═════ Metin
“Erkek Evlatlar Babalarının Tezahürüdür”

Söz Kısa Filmcilerde röportaj serisinin 61. haftasından herkese merhaba. Uzun metrajı olsa dahi kısa filme olan mesafesini kaybetmeyen yönetmenler, bu alanda üretimlerine devam ediyor. Bu haftaki konuğum Ömer Faruk Yardımcı da odağına aldığı bir aile hikayesiyle farklı noktalara değinerek önemli mesajlar veriyor. Niğde’nin köyünde yaşayan ve tek geçim kaynağı bahçesi olan bir ihtiyar olan Mahmut’un, işlemediği suçtan dolayı hapiste olan oğluyla olan hikayesini anlatan Hasat, üzerine konuşacağımız film olacak.

Ömer Faruk Yardımcı ile gerçekleştirdiğim bu röportajda filmi, hikayesi, çekimleri, gelecek hedefleri ve merak ettiğim başka noktaları da konuşma fırsatı buldum.

Herkese keyifli ve ilham veren okumalar.

Film hakkında konuşmadan önce ilk olarak sizi tanıyalım. Kimdir Ömer Faruk Yardımcı?

Lisans ve yüksek lisansımı Radyo, Televizyon ve Sinema alanında yaptım. Dizi-film ve reklam sektöründe uzun yıllar görev aldıktan sonra ise Kanal D dramalar bünyesinde televizyon dizileri ve TV filmleri projelerinde üst düzey görevlerde bulundum. Mutlu Aile Tablosu, Şahane Hayaller, Döndüm Ben, Arapsaçı, Dört Köşe, Çetin Ceviz I & II olmak üzere yedi uzun metraj sinema filminin yönetmenliğini, senaristliğini ve yapımcılığını gerçekleştirdim. Yönetmenliğini ve senaristliğini üstlendiğim Hasat ile uluslararası film festivallerinde 40’tan fazla ödül ve 60’ın üzerinde resmi seçki ve final kazandım. Hasat, uluslararası film festivallerinde yarışmaya devam ederken yeni sinema ve dizi projeleri çalışmalarımı da sürdürüyorum.

Filmin yazım, hazırlık, çekim ve post prodüksiyonu ne kadar sürede tamamlandı?
══════════
═════ Veri seti satırları
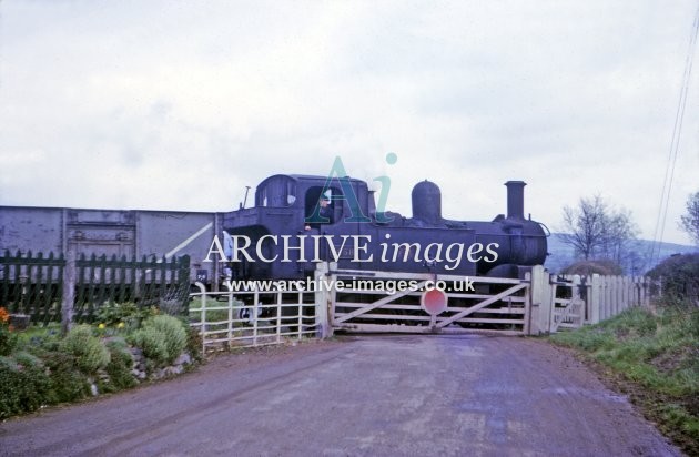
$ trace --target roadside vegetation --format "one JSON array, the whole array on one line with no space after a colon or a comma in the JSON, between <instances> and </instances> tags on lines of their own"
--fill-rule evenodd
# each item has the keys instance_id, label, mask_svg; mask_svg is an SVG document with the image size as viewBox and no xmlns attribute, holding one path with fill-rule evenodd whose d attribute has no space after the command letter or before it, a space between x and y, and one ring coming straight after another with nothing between
<instances>
[{"instance_id":1,"label":"roadside vegetation","mask_svg":"<svg viewBox=\"0 0 699 457\"><path fill-rule=\"evenodd\" d=\"M201 360L199 337L158 308L104 306L94 323L18 331L0 307L0 419L175 375Z\"/></svg>"},{"instance_id":2,"label":"roadside vegetation","mask_svg":"<svg viewBox=\"0 0 699 457\"><path fill-rule=\"evenodd\" d=\"M663 284L652 309L627 309L550 339L578 349L666 436L699 455L699 254L681 257L649 272Z\"/></svg>"}]
</instances>

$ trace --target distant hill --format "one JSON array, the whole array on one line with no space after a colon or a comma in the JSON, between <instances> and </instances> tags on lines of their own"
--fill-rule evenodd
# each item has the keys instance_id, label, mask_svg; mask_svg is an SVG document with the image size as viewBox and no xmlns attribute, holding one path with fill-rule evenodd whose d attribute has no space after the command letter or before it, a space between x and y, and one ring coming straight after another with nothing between
<instances>
[{"instance_id":1,"label":"distant hill","mask_svg":"<svg viewBox=\"0 0 699 457\"><path fill-rule=\"evenodd\" d=\"M566 244L561 240L561 233L551 233L548 237L548 252L550 255L544 264L550 272L558 272L566 265L570 264L574 260L573 246ZM650 265L650 250L652 247L652 241L650 240L637 240L635 242L636 254L635 258L629 262L629 265L622 265L626 267L629 274L644 274L650 270L654 265ZM685 244L676 243L660 243L658 246L660 262L669 257L672 254L689 254L692 252L699 252L699 247L689 246ZM635 271L635 273L632 273Z\"/></svg>"}]
</instances>

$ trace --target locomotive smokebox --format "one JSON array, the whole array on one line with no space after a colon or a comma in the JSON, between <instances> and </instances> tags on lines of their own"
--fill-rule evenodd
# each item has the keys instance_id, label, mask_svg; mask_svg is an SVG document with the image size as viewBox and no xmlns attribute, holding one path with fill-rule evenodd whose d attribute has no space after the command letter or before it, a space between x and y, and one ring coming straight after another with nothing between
══════════
◆ **Verilen görev 1**
Veri seti satırlarından "trace --target locomotive" ifadesinin geçtiği satırdan başlayıp satırların sonuna kadar uzanan bölümü, iki uç dahil olmak üzere, hiçbir değişiklik yapmadan kopyalayın.
◆ **Verilen görev 2**
Hasat filmi üzerine yapılan röportajı kaldığı yerden sürdürün.

◆ **Beklenen yanıt 1**
$ trace --target locomotive smokebox --format "one JSON array, the whole array on one line with no space after a colon or a comma in the JSON, between <instances> and </instances> tags on lines of their own"
--fill-rule evenodd
# each item has the keys instance_id, label, mask_svg; mask_svg is an SVG document with the image size as viewBox and no xmlns attribute, holding one path with fill-rule evenodd whose d attribute has no space after the command letter or before it, a space between x and y, and one ring coming straight after another with nothing between

◆ **Beklenen yanıt 2**
Hasat’ın senaryosunu ilk olarak 2009 yılında yazdım. O zamanlar filmi çekmeye karar vermiş ve oyuncu görüşmelerini dahi gerçekleştirmiştim. Bütçe olarak zorlu bir yapım süreci yaşatacağını öngörerek sponsor görüşmelerini dahi yapmıştım. Bu süreçte aldığım bir iş teklifi ile süreci yarıda bırakmak durumunda kaldım. Aslında iyi ki kalmışım. Aradan geçen yıllarda çok kez ufak ufak yapmış olduğum revizelerle çok daha sağlam bir dramatik yapıya sahip oldu ve artık çekilmesi, hayata geçmesi benim açımdan elzem oldu. 2021 yılının ocak ayında başlattığım hazırlık sonucunda Nisan ayında çekimlere başlamış olduk. Mekanların içime sinmesi ve tasarlanması bir ay kadar vaktimizi aldı. Bu süreçte senaryoda yer alan tüm karakterleri doğru ve titiz oyuncu seçimleriyle tamamlamış oldum. Kurgusu, renk düzenlemesi, ses tasarımı son derece titiz ve emin adımlarla gerçekleşti. Bu sebeple iki ay kadar vakit aldı. Bu sürecin uzun sürmesi, üzerimde acele etmemi gerektirecek bir baskıyı hissetmiyor olmamdan kaynaklandı elbette. Bu anlamda verimli bir post prodüksiyon süreci geçirdik ve bu da filme yansımış oldu. Geçtiğimiz ağustos ayı itibarıyla de filmimizi uluslararası film festivallerine göndermeye başladık.

Filmin ortaya çıkış hikayesi nasıl gerçekleşti? En başta yaşanmış olaylardan esinlenildiğine dair bir ibare vardı.

Öğrenci yıllarımda okuduğum kısa bir hikayeden yola çıkmıştım. 2009 yılında bu hikayeyi anlatmak istediğim dünyaya evirip senaryolaştırdım. O dönemde sisteme dair bazı eleştiriler barındırıyordu fakat geldiğimiz noktada ne söylediğini bilen ve ayakları yere sağlam basan bir hikayeye oturmuş oldu. Takribi 2010-2011 yılları arasında geçen film, yaşanmış olaylara az da olsa vurgu yapıyordu ve bunu söylemekten çekinmedim açıkçası. Ergenekon-Balyoz kumpası sırasında mağdur edilmiş baba oğulun dayanışma hikayesine odaklandım. Yaşandığı herkesçe malum olan olaylara değiniyor olmamdan ötürü de bunu filmin başında vurgulamak istedim.

Kariyerinizde çekmiş olduğunuz birçok uzun metraj bulunuyor. Bu projelerin ardından kısa film çekme fikri nasıl oluştu?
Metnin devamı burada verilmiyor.